Abstract

For a short period of time, the COVID-19 pandemic destroyed a “natural” pyramid of ableism: the frequent encounters with the unknown virus and unpredictability of an organism’s reaction revealed the relativity and arbitrariness of the few main notions on which the ableistic practices were conceptually built. At the very beginning of the pandemic period, the frightening message about the unpredictability of a COVID-19 disease was broadly spread. This fear was based on the information that the criteria of the harshness of the individual illness are very strange: even strong and healthy people may experience severe symptoms of this disease. In this article, the similar moods are discussed as a part of posthumanist anxiety, which serves as an impetus to reconceptualize the following notions: the norm, the limit, the form, and the physical health. This brief rehearsal of the possible weakening of ableism was like a social experiment showing what a society that does not celebrate physical power would look like. The pandemic as a period of complete uncertainty and insecurity highlights the revelations of contingency and reminds us of vulnerability of human body and mind. Methodologically, the article is grounded on the intersection between two conceptual fields: the posthuman philosophy of the body (Gilbert Simondon, Elizabeth Grosz, Catherine Malabou, etc.) and a philosophical analysis of ableism and its predispositions (Georges Canguilhem, Margrit Shildrick, etc).

[YOUR OBJECTIVE] According to the abstract, which notions does posthumanist anxiety serve as an impetus to reconceptualize?

Stored entries

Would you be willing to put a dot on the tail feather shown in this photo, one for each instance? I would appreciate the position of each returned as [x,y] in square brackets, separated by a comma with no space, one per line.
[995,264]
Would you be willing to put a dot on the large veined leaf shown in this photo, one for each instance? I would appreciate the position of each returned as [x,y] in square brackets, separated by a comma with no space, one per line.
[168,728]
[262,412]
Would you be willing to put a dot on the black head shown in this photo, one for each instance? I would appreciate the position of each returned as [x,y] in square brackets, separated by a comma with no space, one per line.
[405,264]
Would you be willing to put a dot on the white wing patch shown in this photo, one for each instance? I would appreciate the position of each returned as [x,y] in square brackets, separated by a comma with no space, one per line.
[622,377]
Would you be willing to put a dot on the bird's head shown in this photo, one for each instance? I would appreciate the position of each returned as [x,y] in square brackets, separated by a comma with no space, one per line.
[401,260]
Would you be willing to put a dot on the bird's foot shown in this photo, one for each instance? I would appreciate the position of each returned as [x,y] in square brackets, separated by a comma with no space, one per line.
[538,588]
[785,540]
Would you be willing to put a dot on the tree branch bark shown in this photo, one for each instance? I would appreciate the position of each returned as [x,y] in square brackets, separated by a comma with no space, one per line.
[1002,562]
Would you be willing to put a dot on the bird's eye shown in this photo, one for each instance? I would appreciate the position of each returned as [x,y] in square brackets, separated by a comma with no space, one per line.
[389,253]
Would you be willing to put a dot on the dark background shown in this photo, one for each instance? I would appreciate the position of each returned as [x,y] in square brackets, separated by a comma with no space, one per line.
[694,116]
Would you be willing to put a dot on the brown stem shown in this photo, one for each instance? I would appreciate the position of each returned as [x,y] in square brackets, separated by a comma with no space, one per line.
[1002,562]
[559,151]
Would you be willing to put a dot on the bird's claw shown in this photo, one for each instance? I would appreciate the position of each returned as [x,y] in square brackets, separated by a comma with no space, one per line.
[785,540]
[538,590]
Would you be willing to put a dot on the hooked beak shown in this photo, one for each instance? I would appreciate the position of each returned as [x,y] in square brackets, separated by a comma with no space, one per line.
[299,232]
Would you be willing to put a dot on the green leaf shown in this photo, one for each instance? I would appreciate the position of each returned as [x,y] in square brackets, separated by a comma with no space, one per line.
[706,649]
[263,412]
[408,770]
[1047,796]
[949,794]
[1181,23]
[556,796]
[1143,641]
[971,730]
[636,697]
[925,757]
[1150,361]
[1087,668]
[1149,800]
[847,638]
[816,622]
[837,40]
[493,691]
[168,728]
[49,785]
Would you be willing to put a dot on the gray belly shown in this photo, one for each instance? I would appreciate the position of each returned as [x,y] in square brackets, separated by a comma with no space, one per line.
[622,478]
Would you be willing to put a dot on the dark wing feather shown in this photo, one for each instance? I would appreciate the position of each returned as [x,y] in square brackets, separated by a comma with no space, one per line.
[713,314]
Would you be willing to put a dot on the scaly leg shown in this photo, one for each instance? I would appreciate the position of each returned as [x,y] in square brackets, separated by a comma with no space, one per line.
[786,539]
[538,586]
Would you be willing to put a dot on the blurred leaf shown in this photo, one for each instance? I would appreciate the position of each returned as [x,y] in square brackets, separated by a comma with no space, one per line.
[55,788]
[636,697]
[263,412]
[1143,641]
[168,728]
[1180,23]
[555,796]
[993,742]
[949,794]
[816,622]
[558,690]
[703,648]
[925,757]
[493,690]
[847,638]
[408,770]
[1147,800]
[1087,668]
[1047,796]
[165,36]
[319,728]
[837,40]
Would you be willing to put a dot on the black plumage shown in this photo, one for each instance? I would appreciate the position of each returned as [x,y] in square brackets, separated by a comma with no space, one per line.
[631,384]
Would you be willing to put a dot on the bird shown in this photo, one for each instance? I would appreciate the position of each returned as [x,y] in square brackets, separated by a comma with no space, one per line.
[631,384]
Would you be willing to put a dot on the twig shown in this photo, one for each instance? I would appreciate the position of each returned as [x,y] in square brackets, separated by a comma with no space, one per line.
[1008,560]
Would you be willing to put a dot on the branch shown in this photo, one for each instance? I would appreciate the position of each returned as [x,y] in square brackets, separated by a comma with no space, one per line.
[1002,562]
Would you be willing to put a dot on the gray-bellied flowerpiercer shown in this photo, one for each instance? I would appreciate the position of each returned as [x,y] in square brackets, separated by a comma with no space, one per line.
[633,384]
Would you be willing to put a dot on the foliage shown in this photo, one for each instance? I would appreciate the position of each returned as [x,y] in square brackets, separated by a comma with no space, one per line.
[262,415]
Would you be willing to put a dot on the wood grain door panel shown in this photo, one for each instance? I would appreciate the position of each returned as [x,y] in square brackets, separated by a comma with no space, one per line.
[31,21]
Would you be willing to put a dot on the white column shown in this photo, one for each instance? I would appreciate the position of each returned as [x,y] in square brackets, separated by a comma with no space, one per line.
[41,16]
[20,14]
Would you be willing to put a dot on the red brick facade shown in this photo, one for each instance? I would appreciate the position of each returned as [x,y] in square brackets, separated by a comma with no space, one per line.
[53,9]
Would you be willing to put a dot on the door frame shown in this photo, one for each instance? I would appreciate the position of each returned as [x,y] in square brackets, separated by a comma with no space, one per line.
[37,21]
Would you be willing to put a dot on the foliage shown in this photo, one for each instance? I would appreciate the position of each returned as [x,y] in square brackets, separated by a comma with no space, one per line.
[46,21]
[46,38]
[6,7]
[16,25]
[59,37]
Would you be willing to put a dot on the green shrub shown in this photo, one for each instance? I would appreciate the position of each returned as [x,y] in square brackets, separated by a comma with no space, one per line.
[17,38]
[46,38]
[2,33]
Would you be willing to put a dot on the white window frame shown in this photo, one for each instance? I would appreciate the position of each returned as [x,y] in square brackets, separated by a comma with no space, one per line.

[ANSWER TO THIS EXERCISE] The norm, the limit, the form, and the physical health.